# THE DATA start

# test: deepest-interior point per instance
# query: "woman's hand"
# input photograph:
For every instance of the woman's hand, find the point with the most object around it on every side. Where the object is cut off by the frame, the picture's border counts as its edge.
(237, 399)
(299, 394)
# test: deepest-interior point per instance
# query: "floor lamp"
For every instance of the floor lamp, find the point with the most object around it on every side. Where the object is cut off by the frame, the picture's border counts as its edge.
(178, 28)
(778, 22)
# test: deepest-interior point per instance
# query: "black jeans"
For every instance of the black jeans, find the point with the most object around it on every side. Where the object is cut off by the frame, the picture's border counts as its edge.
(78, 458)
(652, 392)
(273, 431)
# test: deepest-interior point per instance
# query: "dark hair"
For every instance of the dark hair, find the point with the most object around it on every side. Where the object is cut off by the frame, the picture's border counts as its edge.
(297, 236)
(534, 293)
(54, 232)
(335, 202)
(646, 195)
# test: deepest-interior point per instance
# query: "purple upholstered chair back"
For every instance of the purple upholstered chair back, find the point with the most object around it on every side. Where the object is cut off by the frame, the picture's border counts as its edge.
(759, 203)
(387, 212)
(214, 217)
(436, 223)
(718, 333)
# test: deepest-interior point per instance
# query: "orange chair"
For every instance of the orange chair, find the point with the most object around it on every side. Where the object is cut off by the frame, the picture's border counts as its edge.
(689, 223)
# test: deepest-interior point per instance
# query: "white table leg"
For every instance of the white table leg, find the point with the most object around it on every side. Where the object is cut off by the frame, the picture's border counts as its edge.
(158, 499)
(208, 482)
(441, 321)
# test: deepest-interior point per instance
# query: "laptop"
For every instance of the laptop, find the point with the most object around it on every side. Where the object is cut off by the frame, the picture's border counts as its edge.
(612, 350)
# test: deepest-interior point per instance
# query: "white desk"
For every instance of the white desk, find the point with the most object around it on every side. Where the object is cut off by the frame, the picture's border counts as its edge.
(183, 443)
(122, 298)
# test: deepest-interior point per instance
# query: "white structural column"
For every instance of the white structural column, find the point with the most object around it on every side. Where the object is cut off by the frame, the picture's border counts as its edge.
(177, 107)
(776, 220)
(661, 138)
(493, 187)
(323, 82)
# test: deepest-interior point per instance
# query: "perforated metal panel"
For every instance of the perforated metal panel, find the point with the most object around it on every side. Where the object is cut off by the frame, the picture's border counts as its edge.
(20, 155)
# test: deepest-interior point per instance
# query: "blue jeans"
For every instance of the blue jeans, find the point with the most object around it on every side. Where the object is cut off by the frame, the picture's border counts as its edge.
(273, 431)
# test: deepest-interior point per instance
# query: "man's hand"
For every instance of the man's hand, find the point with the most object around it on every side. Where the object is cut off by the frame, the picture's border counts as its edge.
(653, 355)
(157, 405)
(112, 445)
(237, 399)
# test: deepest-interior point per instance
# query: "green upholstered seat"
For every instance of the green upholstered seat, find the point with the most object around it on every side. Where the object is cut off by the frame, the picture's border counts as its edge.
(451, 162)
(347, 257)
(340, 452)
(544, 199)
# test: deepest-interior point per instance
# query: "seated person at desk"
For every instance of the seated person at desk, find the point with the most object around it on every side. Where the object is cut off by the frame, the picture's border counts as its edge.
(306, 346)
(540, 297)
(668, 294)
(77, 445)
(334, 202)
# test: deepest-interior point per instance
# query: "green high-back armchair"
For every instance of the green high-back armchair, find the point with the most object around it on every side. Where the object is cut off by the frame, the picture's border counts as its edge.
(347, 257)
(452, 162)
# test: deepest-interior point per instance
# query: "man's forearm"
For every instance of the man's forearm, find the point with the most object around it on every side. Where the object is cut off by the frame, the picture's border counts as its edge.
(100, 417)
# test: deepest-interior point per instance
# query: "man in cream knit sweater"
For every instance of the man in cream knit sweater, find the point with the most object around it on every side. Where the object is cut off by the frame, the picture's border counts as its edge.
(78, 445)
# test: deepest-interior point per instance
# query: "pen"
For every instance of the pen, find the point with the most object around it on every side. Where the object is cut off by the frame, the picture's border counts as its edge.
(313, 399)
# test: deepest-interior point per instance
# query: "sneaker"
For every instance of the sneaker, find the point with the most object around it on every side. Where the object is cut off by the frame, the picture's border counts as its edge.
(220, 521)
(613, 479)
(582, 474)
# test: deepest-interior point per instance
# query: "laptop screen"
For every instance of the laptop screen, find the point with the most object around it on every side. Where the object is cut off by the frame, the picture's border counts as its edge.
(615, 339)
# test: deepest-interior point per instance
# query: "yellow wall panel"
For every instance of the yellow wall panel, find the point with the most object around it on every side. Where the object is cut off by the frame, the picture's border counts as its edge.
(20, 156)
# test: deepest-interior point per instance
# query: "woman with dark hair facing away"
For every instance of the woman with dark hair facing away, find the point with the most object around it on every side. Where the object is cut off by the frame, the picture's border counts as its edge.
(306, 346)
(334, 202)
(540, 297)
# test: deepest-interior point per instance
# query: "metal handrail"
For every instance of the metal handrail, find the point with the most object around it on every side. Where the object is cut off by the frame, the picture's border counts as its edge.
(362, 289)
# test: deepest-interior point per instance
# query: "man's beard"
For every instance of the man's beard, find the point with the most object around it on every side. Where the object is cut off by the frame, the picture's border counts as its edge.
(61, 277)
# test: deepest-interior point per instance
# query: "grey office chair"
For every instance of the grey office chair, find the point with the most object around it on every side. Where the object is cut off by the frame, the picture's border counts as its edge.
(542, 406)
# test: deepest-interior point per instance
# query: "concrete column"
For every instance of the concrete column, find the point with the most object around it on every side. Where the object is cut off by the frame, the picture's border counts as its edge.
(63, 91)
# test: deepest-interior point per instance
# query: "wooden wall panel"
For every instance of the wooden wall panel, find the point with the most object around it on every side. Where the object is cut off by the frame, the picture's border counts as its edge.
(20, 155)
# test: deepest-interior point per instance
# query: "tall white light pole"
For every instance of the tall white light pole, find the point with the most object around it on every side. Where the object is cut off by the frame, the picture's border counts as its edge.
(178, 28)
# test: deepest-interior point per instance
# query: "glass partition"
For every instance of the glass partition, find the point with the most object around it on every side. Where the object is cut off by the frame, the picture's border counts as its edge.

# THE DATA end

PROBLEM TO SOLVE: Type the material above out again, exactly.

ANSWER:
# test: deepest-interior point per instance
# query: "woman's hand"
# input photograph:
For every instance of the woman's hand, find the point with the most object around it on every side. Where the object is cut off by the frame, the picture's border counts as its edge.
(237, 399)
(299, 394)
# test: deepest-interior point per instance
# query: "floor lamp"
For every instance of the floor lamp, find the point with the most object around it on every side. Where the object is cut off by the frame, the picture's border counts as its edge.
(178, 28)
(778, 22)
# test: deepest-interior point per instance
# query: "black jeans"
For every instance of the black jeans, find the point with the most object around it on every side. Where the object is cut off by the frame, the picture's border counts as its edge.
(78, 458)
(652, 392)
(273, 431)
# test: deepest-interior point per instance
# query: "dark hair"
For every instance of the dark hair, find the point with the most object around it on every side. Where the object is cut off by the frame, the picture's border counts as its edge.
(297, 236)
(534, 293)
(54, 232)
(335, 202)
(646, 195)
# test: deepest-interior point per instance
# query: "purple upholstered chair back"
For every instance of the purple upholstered chair back, find the point with the most object around it on every side. Where the object is cut off by the frame, the picture's border counts as its edge.
(759, 203)
(387, 212)
(214, 217)
(436, 223)
(718, 333)
# test: deepest-interior point per instance
# query: "orange chair"
For every instance of the orange chair, find the point with the most object around it on every side. Where the object is cut off by the frame, the picture's border counts as its edge.
(689, 223)
# test: deepest-interior point per instance
# query: "white table leg"
For every instance of the white table leg, find the point with the most object around it on every side. Where the object is cut off by the frame, the picture's border counts as its edge.
(158, 499)
(208, 482)
(441, 321)
# test: deepest-interior point per instance
# query: "laptop"
For every instance of the laptop, find the point with the most object around it on every side. Where the object is cut off by the frame, the picture's border counts as its edge.
(612, 350)
# test: deepest-interior point per instance
# query: "white desk"
For every instance of the white desk, find the point with the most object around it on every side. Where the object is cut off by the frame, the picture's border counts as its edge.
(183, 443)
(122, 298)
# test: deepest-interior point per instance
# query: "white structural column"
For every instance of the white structural column, find the point with the most object around it on every side. Where the object is cut off by the frame, the picture's border counts as its edge.
(177, 107)
(776, 220)
(661, 138)
(493, 187)
(323, 82)
# test: deepest-interior point per instance
# query: "perforated metal panel"
For every instance of the perforated metal panel, find the point with the most object around it on every side. Where the object is cut off by the frame, the picture's border counts as its edge.
(20, 155)
# test: deepest-interior point per instance
# query: "blue jeans"
For every instance of the blue jeans, find the point with the most object around it on every side. Where the object is cut off by the frame, the picture's border counts as its edge.
(273, 431)
# test: deepest-interior point per instance
# query: "man's hand"
For every instance of the man's hand, find the point with the most object around it on every side. Where the object is cut off by the frame, the picture's border counts as its edge.
(653, 355)
(157, 405)
(112, 445)
(237, 399)
# test: deepest-interior point per instance
# query: "green upholstered seat"
For every instance of the green upholstered seat, find the point with the most object around it on every side. Where the object is cut off by the frame, the picture's border counts as its edge.
(451, 162)
(347, 257)
(340, 452)
(544, 199)
# test: deepest-interior point per instance
# query: "seated person at desk"
For every instance of the seated person at desk, find the point with the most object around it on every side. Where the object is cut off by the frame, the picture's border counts as its edge.
(306, 346)
(540, 297)
(668, 294)
(77, 445)
(334, 202)
# test: deepest-interior point per instance
# query: "green high-back armchair"
For every instance of the green high-back armchair, find the point with the most object around it on every side. Where the object is cut off by the frame, the picture's border counts as its edge.
(347, 257)
(452, 162)
# test: deepest-interior point per instance
# query: "man's forearm"
For every instance of the man's forearm, find the point with the most object around it on every side. Where the object is cut off by the frame, the picture's border counts as its edge.
(100, 417)
# test: deepest-interior point per instance
# query: "man in cream knit sweater"
For every instance of the man in cream knit sweater, find the point with the most object around it on every side. Where the object is cut off by the frame, the picture's border counts as its edge.
(78, 445)
# test: deepest-interior point per instance
# query: "pen"
For every instance of the pen, find the point with the most object around it on every side. Where the object is cut off by the frame, the picture's border counts as its edge.
(313, 399)
# test: deepest-interior point per instance
# query: "sneaker"
For every instance of the sneaker, find the point with the most object around it on every side. Where the object is cut off by the frame, the picture's border counts as its edge.
(220, 521)
(613, 479)
(582, 474)
# test: deepest-interior point per instance
# query: "laptop screen"
For every instance of the laptop screen, find the point with the most object around it on every side. Where the object is cut off by the frame, the picture's border counts as its edge.
(615, 339)
# test: deepest-interior point per instance
# query: "yellow wall panel"
For every instance of the yellow wall panel, find the point with the most object around it on every side. Where the object is cut off by the frame, the picture's border counts as its edge.
(20, 156)
# test: deepest-interior point per instance
# query: "woman with dark hair facing away"
For every instance of the woman with dark hair facing away, find the point with the most object around it on every side. Where the object is cut off by the frame, the picture's border counts as its edge.
(306, 346)
(334, 202)
(540, 297)
# test: deepest-interior point per instance
# query: "metal handrail"
For every instance of the metal handrail, find the point with the most object around it on every side. Where the object is cut off by the frame, the picture's border counts as its edge.
(362, 289)
# test: deepest-interior point per instance
# query: "man's beard"
For every instance of the man's beard, find the point with the most object around it on every side. Where the object is cut off by the frame, the picture's border counts as its edge.
(61, 277)
# test: deepest-interior point per instance
# query: "grey office chair"
For every instance of the grey office chair, find the point with the most object around it on every side. Where the object is cut off by the frame, the picture's border counts as its edge.
(542, 406)
# test: deepest-interior point per instance
# query: "concrete column"
For every instance of the concrete column, find the point with the most object around it on every side. Where the object is cut off by the frame, the picture's border counts as its edge.
(63, 91)
# test: deepest-interior point per instance
# query: "wooden wall panel"
For every instance of the wooden wall panel, find the point with the most object around it on every side. Where the object is cut off by the frame, the picture's border counts as its edge.
(20, 155)
# test: deepest-interior point per instance
# query: "tall white light pole"
For every instance of the tall white light pole, find the point with the most object around it on every side. Where the object is cut off by the frame, the picture's border counts as its edge.
(178, 28)
# test: deepest-interior point per instance
# query: "glass partition"
For every instance of the glass partition, find the point with the most object around it on every side. Where the object is cut off by the frame, the picture's border counts as its edge.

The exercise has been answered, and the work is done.